• _EXERCISE OBJECTIVE_
Output all the entries below. Each must match exactly.
_ _ _
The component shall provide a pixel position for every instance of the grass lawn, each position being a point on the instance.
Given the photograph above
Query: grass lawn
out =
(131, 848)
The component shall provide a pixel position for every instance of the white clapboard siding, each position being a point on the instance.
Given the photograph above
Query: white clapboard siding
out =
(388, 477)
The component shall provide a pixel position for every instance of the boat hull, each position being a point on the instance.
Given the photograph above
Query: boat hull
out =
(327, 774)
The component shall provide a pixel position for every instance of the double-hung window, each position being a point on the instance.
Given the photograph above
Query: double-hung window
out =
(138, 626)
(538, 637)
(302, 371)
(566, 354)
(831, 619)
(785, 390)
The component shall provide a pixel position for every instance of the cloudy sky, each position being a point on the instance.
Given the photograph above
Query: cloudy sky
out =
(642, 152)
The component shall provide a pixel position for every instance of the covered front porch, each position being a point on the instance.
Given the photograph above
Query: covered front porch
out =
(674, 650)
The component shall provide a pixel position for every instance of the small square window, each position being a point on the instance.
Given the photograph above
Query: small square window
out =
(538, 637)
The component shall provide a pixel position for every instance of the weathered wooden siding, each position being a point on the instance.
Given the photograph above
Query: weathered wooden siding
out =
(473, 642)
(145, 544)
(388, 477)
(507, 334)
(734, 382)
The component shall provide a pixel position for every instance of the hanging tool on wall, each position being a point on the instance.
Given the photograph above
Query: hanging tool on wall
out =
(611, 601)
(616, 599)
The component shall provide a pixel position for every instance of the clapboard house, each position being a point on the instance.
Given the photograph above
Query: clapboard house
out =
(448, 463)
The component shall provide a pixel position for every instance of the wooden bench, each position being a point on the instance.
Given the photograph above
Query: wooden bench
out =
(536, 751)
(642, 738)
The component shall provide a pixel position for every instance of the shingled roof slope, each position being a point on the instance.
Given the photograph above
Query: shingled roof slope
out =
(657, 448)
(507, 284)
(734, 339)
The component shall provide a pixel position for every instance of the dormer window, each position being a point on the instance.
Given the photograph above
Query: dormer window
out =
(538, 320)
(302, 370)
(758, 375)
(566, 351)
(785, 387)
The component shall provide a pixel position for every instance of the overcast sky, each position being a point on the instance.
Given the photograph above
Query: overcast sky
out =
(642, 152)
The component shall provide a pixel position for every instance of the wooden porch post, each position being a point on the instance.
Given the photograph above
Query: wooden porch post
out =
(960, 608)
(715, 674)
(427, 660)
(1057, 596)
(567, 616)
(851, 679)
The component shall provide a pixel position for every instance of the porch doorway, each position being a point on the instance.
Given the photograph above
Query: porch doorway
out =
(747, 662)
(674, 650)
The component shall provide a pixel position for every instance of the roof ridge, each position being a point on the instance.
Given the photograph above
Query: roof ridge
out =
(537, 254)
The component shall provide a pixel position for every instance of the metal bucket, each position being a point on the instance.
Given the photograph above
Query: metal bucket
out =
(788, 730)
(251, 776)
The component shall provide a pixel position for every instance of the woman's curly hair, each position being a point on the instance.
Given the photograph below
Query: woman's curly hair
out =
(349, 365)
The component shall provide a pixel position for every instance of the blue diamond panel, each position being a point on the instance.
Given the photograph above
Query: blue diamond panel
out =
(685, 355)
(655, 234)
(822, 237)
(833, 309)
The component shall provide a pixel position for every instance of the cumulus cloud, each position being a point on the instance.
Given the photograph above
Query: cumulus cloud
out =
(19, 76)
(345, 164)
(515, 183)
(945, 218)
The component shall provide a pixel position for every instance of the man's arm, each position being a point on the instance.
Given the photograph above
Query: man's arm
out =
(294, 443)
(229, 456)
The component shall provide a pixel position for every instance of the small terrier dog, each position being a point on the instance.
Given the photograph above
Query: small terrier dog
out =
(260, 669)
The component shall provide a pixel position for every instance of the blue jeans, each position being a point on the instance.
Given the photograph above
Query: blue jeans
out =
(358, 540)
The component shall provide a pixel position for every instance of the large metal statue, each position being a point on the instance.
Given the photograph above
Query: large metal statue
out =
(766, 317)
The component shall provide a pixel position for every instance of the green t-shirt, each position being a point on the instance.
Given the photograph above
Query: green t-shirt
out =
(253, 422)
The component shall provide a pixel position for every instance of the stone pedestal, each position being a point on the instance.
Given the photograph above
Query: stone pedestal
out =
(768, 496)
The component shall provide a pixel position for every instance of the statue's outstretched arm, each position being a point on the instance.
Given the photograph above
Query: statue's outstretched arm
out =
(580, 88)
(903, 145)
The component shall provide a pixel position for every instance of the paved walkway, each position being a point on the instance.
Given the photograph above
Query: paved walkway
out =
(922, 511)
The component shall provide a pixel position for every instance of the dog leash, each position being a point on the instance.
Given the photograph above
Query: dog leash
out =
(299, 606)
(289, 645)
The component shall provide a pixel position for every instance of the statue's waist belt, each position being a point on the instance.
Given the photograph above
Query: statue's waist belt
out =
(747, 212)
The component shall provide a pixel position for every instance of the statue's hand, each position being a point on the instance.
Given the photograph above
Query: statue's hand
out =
_ _ _
• _WRITTEN SOLUTION_
The component shall provide a pixel position for every instance of the grass lawn, each position being a point on the instance.
Given the photograph above
Query: grass lawn
out =
(131, 848)
The component shall provide a pixel position for every instance of the white clapboard siding, each position being a point on the instance.
Given the photograph above
Query: white clapboard siding
out =
(388, 477)
The component shall provide a pixel position for every instance of the boat hull, each position being a point on the instance.
Given the photograph above
Query: boat hull
out =
(327, 774)
The component shall provide a pixel position for every instance of the double-hung window, each position being a point on the instance.
Given the photograph above
Query: double-hung window
out =
(138, 626)
(538, 637)
(302, 371)
(566, 354)
(831, 619)
(785, 390)
The component shall provide a pixel position for every instance of the cloudy sky, each position being a point on the instance.
Given the photograph above
Query: cloudy sky
out =
(642, 152)
The component shall provide a pixel position for every instance of the covered front porch, each position being a point on the instance.
Given the photograph above
Query: covered front porch
out =
(674, 650)
The component shall provide a pixel position for every instance of the small square window, each position being a point on the instance.
Given the photograph above
Query: small square window
out =
(538, 637)
The component shall provide a pixel position for every instance of the weathered wooden siding, each position being a point on the instance.
Given the photograph above
Query: weathered wooden siding
out =
(473, 642)
(145, 544)
(388, 477)
(507, 334)
(734, 382)
The component shall provide a pixel position for every instance of the hanging tool on wall, each position being a point on the instance.
Given the photograph above
Query: hanging tool on wall
out =
(611, 601)
(616, 599)
The component shall provide a pixel position for every instance of the clapboard house, each position being a point on the instance.
Given the photograph above
Query: clapboard house
out =
(448, 463)
The component shall provide a pixel position for every instance of the wooden bench, each position being a point on the instance.
Given the photograph above
Query: wooden bench
out =
(536, 751)
(642, 738)
The component shall provide a pixel position for every instance of the shingled roof slope, each position being a point on the instance.
Given the photograph above
Query: shingled roof slope
out =
(657, 448)
(507, 284)
(734, 339)
The component shall provide a pixel position for every instance of the dormer window, each position being a point on the instance.
Given the photograph above
Query: dormer window
out =
(538, 320)
(302, 370)
(758, 375)
(566, 351)
(785, 387)
The component shall provide a pixel position for every instance of the overcast sky, each position being a point on the instance.
Given the photograph above
Query: overcast sky
out =
(642, 152)
The component shall provide a pixel position for every instance of the wooden porch post, each position being a point on the instance.
Given the photograph above
Query: wooden porch post
out =
(960, 608)
(715, 674)
(427, 660)
(1057, 596)
(567, 616)
(851, 679)
The component shall provide a pixel position for every instance of the porch doorway, each position being a point on the instance.
Given the photograph above
Query: porch doorway
out =
(747, 662)
(674, 650)
The component shall provide a pixel position for every instance of the roof ridge, each position being a point on the instance.
Given the photograph above
Query: roof ridge
out =
(537, 254)
The component shall provide a pixel position for every instance of the metal bucket, each position being a point on the instance.
Given the photograph above
Query: metal bucket
out =
(788, 730)
(251, 776)
The component shall provide a pixel position for every instance of the woman's curly hair, each position being a point on the instance.
Given the photograph below
Query: woman's curly hair
out =
(349, 365)
The component shall provide a pixel position for every instance of the blue diamond panel, each position being a point on the instance.
Given the photograph above
Query: blue diamond panel
out =
(685, 355)
(655, 234)
(822, 237)
(833, 309)
The component shall provide a pixel position for every instance of the cumulus cloud, each position being a point on the instance.
Given the photograph above
Query: cumulus cloud
out =
(19, 76)
(345, 164)
(515, 183)
(945, 218)
The component shall provide a pixel position for every instance of the man's arm, each position being a point on the instance.
Given the photograph above
Query: man's arm
out =
(294, 443)
(229, 456)
The component shall provide a pixel position for every instance of the small terrier dog, each position being a point on the instance.
Given the photograph above
Query: small terrier dog
out =
(260, 669)
The component shall provide a pixel position for every instance of the blue jeans, each position being a point on the instance.
Given the photograph above
Query: blue jeans
out =
(358, 540)
The component shall provide a pixel position for every instance of the large metal statue, each position being a point on the instance.
Given the photograph above
Query: large metal statue
out =
(766, 317)
The component shall provide a pixel position for every instance of the green t-shirt, each position being a point on the instance.
Given the photograph above
Query: green t-shirt
out =
(253, 422)
The component shall provide a pixel position for every instance of the stone pedestal, each position being a point on the instance.
Given the photograph above
Query: stone pedestal
out =
(768, 496)
The component shall provide a pixel position for every instance of the statue's outstretched arm, each position being a point on the instance.
Given the photograph above
Query: statue's outstretched arm
out =
(580, 88)
(903, 145)
The component shall provide a pixel position for every instance of the paved walkway, each position being a point on the instance.
Given the photograph above
Query: paved walkway
out =
(922, 511)
The component shall provide a pixel position for every instance of the dog leash, each position being a point on the instance.
Given the photograph above
Query: dog leash
out =
(299, 606)
(289, 645)
The component shall provide a pixel position for every instance of the statue's waist belt, each position being a point on the instance.
Given the photograph above
Query: statue's waist belt
out =
(747, 212)
The component shall provide a pixel position for every instance of the statue's hand, each position being a point on the instance.
Given the photograph above
Query: statue's hand
out =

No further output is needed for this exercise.